*** Opening of Text passage ***
Wednesday's trading showed what the equity alternative costs. Super Micro Computer announced $7.0 billion of equity and equity-linked financing on June 10, 2026 to buy components for roughly $39 billion in AI server orders received in recent weeks, and its shares tumbled more than 17% by late morning ET. For issuers that can still sell investment-grade bonds, debt sidesteps that dilution penalty entirely.

The cumulative result has already redrawn the credit landscape. By October 2025, AI-linked debt had reached $1.2 trillion, making it the largest segment of the investment-grade market and overtaking U.S. banks as the biggest sector in the JPMorgan U.S. Liquid index, according to M&G Investments figures cited by Quartz. A bond benchmark long anchored by financial institutions is now anchored by data center spending.

What Happens to AI Bonds If AI Revenue Lags the Borrowing?
*** Close of Text passage ***
Your instructions
Retype the passage on AI-linked debt word for word, from "The cumulative result" to "data center spending.". The data below is separate material, independent of the passage on AI-linked debt.
*** Opening of Dataset entries ***
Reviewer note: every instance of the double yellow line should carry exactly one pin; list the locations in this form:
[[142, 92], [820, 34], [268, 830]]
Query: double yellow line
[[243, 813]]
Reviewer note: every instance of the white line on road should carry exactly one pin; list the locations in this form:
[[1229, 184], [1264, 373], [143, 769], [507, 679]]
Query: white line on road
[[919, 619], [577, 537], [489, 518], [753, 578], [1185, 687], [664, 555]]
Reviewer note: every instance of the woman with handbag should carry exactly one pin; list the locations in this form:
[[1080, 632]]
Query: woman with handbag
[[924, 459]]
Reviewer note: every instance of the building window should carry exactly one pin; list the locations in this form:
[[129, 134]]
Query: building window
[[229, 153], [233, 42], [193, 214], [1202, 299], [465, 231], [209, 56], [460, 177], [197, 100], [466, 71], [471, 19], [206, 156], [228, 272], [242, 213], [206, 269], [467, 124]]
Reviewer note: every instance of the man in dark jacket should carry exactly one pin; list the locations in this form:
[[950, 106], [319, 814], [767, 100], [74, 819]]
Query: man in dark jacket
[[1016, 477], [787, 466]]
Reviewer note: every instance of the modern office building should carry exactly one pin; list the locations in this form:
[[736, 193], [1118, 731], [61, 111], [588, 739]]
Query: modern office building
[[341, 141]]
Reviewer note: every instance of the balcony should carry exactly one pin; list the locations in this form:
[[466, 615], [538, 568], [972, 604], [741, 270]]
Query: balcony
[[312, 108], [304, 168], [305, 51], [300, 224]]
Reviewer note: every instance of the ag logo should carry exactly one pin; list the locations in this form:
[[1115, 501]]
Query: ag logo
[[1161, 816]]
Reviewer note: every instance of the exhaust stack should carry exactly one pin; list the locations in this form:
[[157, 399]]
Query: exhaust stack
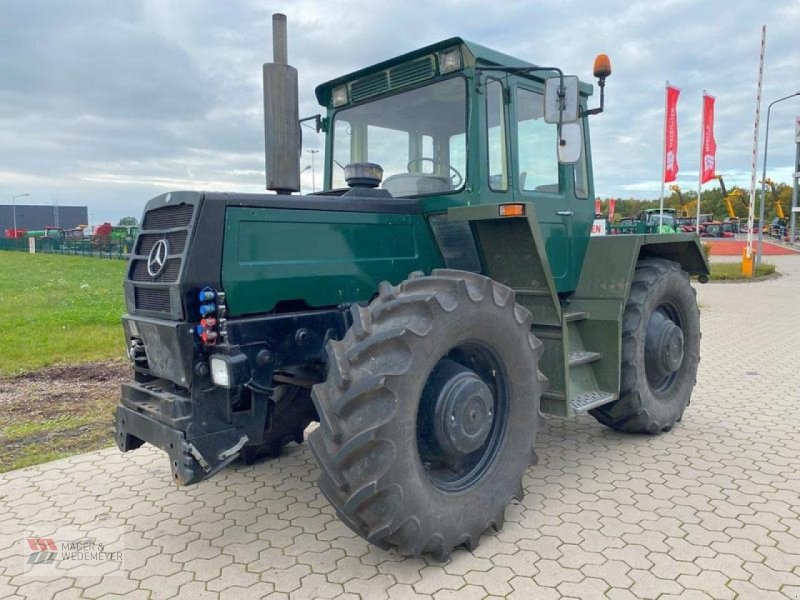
*** Close of Dataset entries ***
Solution to this task
The cumulative result has already redrawn the credit landscape. By October 2025, AI-linked debt had reached $1.2 trillion, making it the largest segment of the investment-grade market and overtaking U.S. banks as the biggest sector in the JPMorgan U.S. Liquid index, according to M&G Investments figures cited by Quartz. A bond benchmark long anchored by financial institutions is now anchored by data center spending.